• _TASK DETAILS_
Copy out every one of the items below line for line, leaving the pictures out.

• _GIVEN RECORDS_
.....

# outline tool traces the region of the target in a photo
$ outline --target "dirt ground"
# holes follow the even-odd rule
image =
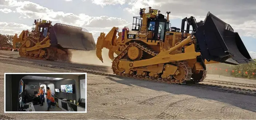
[[[87,77],[87,113],[4,113],[4,72],[78,72],[80,69],[111,73],[106,66],[43,61],[0,51],[0,119],[256,119],[256,97],[91,74]],[[56,68],[60,66],[77,70]]]

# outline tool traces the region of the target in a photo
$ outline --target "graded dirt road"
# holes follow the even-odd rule
[[[4,72],[79,72],[87,69],[111,73],[108,67],[18,57],[17,53],[0,51],[1,119],[256,119],[255,96],[89,73],[87,113],[4,113]]]

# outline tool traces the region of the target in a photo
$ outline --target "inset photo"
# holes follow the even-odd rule
[[[86,113],[85,73],[5,73],[5,113]]]

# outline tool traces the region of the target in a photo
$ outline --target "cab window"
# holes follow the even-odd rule
[[[150,22],[149,24],[149,30],[154,31],[155,30],[155,22]]]
[[[161,33],[160,39],[164,39],[164,37],[165,36],[165,23],[159,22],[158,33]]]
[[[48,28],[47,27],[45,27],[44,28],[44,34],[43,35],[44,37],[46,37],[46,36],[47,36],[47,32],[48,30]]]

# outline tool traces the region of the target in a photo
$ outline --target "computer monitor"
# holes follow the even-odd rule
[[[60,90],[59,89],[55,89],[55,92],[60,92]]]
[[[23,92],[23,81],[22,80],[20,80],[20,91],[19,92],[19,94],[20,94],[22,92]]]
[[[21,105],[22,105],[22,97],[20,96],[20,98],[19,99],[19,105],[20,105],[20,108],[21,108]]]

.....

• _ANSWER TO THE PROBLEM_
# outline tool traces the region of the target in a photo
$ outline --target "dirt ground"
# holes follow the even-odd rule
image =
[[[87,77],[87,113],[4,113],[4,72],[78,72],[80,69],[111,73],[106,66],[43,61],[0,51],[0,119],[256,119],[256,97],[91,74]],[[56,68],[60,66],[77,70]]]

# outline tool traces the region of the target in a photo
$ outline --target "graded dirt road"
# holes follow the even-odd rule
[[[4,72],[79,72],[87,69],[111,73],[108,67],[18,57],[17,53],[0,51],[1,119],[256,119],[255,96],[89,73],[87,113],[4,113]]]

# outline tool traces the region of the target in a photo
$ outline --target "inset photo"
# holes follow the even-odd rule
[[[86,113],[85,73],[5,73],[5,113]]]

# outline tool traces the region of the target in a photo
$ outline --target "cab window"
# holes follow the even-odd rule
[[[150,22],[149,24],[149,30],[154,31],[155,30],[155,22]]]
[[[161,33],[160,39],[164,39],[164,37],[165,36],[165,23],[159,22],[158,33]]]
[[[48,28],[47,27],[45,27],[44,28],[44,34],[43,35],[44,37],[46,37],[46,36],[47,36],[47,32],[48,30]]]

# outline tool traces the region of the target in a photo
$ outline --target "computer monitor"
# holes follow the even-odd rule
[[[60,90],[59,89],[55,89],[55,92],[60,92]]]
[[[23,92],[23,81],[22,80],[20,80],[20,91],[19,92],[19,94],[20,94],[22,92]]]
[[[21,105],[22,105],[22,97],[20,96],[20,98],[19,99],[19,105],[20,105],[20,108],[21,108]]]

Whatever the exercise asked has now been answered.